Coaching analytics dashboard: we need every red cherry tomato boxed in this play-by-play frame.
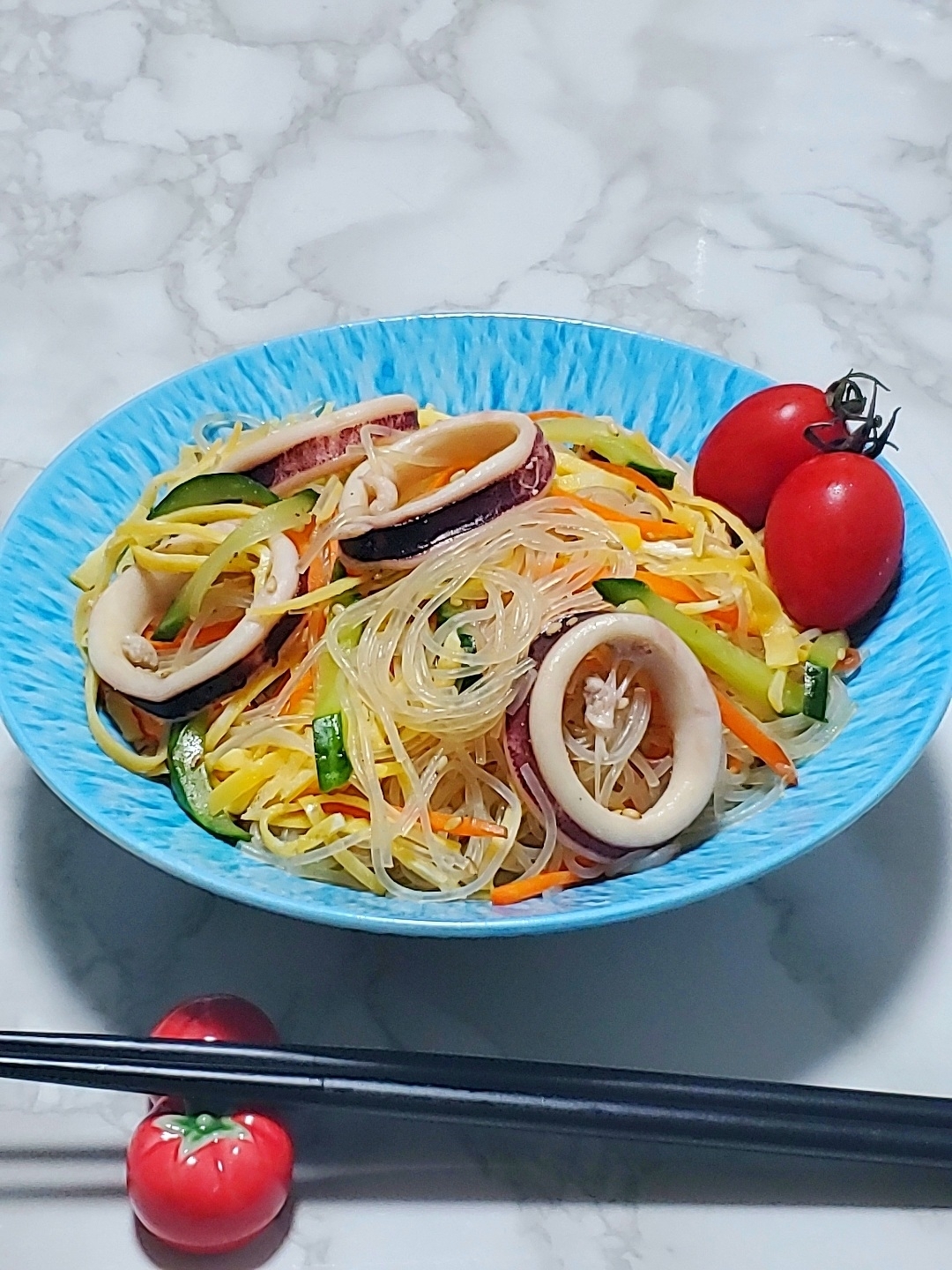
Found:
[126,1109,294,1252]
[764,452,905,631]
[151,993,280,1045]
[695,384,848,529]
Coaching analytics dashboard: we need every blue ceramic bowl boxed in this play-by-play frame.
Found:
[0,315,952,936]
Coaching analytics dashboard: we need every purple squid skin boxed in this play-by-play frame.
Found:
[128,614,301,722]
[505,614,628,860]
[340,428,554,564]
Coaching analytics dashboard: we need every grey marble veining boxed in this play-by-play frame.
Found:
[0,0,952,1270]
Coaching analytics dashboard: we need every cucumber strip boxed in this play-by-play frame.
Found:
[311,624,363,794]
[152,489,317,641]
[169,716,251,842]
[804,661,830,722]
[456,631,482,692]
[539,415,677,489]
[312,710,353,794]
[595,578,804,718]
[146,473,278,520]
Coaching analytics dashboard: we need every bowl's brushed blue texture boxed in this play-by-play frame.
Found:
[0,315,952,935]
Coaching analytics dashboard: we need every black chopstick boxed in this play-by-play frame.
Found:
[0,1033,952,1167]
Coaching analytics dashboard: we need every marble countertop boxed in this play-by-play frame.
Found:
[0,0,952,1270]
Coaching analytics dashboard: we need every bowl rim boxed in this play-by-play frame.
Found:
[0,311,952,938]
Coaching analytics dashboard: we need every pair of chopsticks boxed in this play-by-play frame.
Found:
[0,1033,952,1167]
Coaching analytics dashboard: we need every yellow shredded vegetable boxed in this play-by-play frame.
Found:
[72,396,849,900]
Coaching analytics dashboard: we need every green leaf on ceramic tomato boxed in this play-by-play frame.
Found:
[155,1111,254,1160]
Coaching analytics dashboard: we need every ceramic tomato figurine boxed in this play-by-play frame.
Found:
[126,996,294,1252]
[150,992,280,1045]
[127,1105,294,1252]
□ □ □ □ □ □ □
JOB
Rescale the material between the lines holding "Coaching analytics dashboard: we need every cucumber" and "[0,315,952,935]", inclusive, by writing out every one of those lines again and leaving all wording unchanged. Multiply each bounding-box coordinate in the answers by 2.45, then round it to a whole number, with halves rounded up.

EXERCISE OUTPUT
Coaching analytics dashboard: we need every cucumber strip boxed in this play-by-play frame.
Found:
[762,1529,889,1945]
[372,1198,777,1570]
[414,1754,615,2063]
[1970,1619,2034,1769]
[1117,1546,1181,1695]
[1321,1017,1659,1198]
[764,1740,865,1945]
[1458,1416,1970,1759]
[358,1159,681,1274]
Coaching analytics dashboard: we need every bowl's brushed blue texture boxed in this play-by-play frame.
Found:
[0,772,2332,2291]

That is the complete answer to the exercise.